■ 挑战题: 请重写原文摘录中以含有"# 和集群内其他机器交换公钥"的词语开头、到"无需重启集群服务使参数生效。"为止的部分，并将其中的"分发"替换为"复制"。

■ 原文摘录:
★ ★ ★ ★ ★ ★ ★

修改/usr/local/oushu/conf/common的core-site.xml文件,设置Hive的代理用户,修改后需要重启NameNode,DataNode

<configuration>
<property>
  <name>hadoop.proxyuser.hdfs.groups</name>
  <value>*</value>
</property>
<property>
  <name>hadoop.proxyuser.hdfs.hosts</name>
  <value>*</value>
</property>
<property>
  <name>hadoop.proxyuser.root.groups</name>
  <value>*</value>
</property>
<property>
  <name>hadoop.proxyuser.root.hosts</name>
  <value>*</value>
</property>
<property>
  <name>hadoop.proxyuser.hive.groups</name>
  <value>*</value>
</property>
<property>
  <name>hadoop.proxyuser.hive.hosts</name>
  <value>*</value>
</property>
<property>
  <name>hadoop.proxyuser.HTTP.groups</name>
  <value>*</value>
</property>
<property>
  <name>hadoop.proxyuser.HTTP.hosts</name>
  <value>*</value>
</property>
<property>
  <name>hadoop.proxyuser.hive.users</name>
  <value>*</value>
</property>
<property>
  <name>hadoop.proxyuser.hdfs.users</name>
  <value>*</value>
</property>
<property>
  <name>hadoop.proxyuser.root.users</name>
  <value>*</value>
</property>
</configuration>

在hdfs1上创建hivehost:

touch ${HOME}/hivehost

配置hivehost内容为Hive有依赖的所有的节点hostname:

hive1
hive2

在hdfs1上创建yarnhost:

touch ${HOME}/yarnhost

配置yarnhost内容为Hive有依赖的所有的节点hostname:

yarn1
yarn2
yarn3

在hdfs1机器上和集群节点交换公钥,以便ssh免密码登陆和分发配置文件

# 和集群内其他机器交换公钥
lava ssh-exkeys -f ${HOME}/hivehost -p ********
lava ssh-exkeys -f ${HOME}/yarnhost -p ********
# 将repo文件分发给集群内其他机器
lava scp -f ${HOME}/hivehost /etc/yum.repos.d/oushu.repo =:/etc/yum.repos.d
lava scp -f ${HOME}/yarnhost /etc/yum.repos.d/oushu.repo =:/etc/yum.repos.d

修改完HDFS配置文件后需要同步到HDFS所有节点,并重启HDFS集群

如果没有对core-site等HDFS、YARN相关配置文件进行修改,则无需重启集群服务使参数生效。

★ ★ ★ ★ ★ ★ ★

■ 所给资料:
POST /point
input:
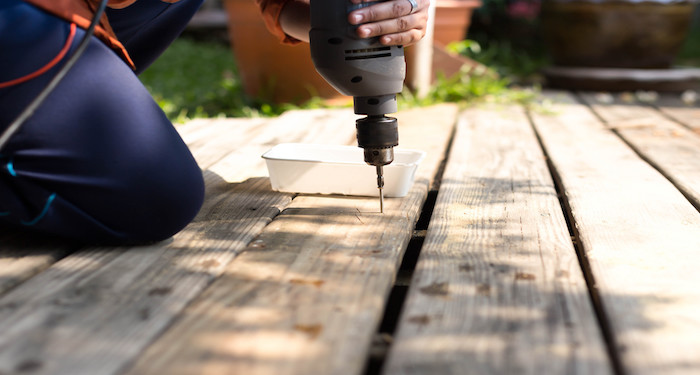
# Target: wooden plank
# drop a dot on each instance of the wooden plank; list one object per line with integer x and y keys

★ ★ ★ ★ ★ ★ ★

■ 已解答题:
# 和集群内其他机器交换公钥
lava ssh-exkeys -f ${HOME}/hivehost -p ********
lava ssh-exkeys -f ${HOME}/yarnhost -p ********
# 将repo文件复制给集群内其他机器
lava scp -f ${HOME}/hivehost /etc/yum.repos.d/oushu.repo =:/etc/yum.repos.d
lava scp -f ${HOME}/yarnhost /etc/yum.repos.d/oushu.repo =:/etc/yum.repos.d

修改完HDFS配置文件后需要同步到HDFS所有节点,并重启HDFS集群

如果没有对core-site等HDFS、YARN相关配置文件进行修改,则无需重启集群服务使参数生效。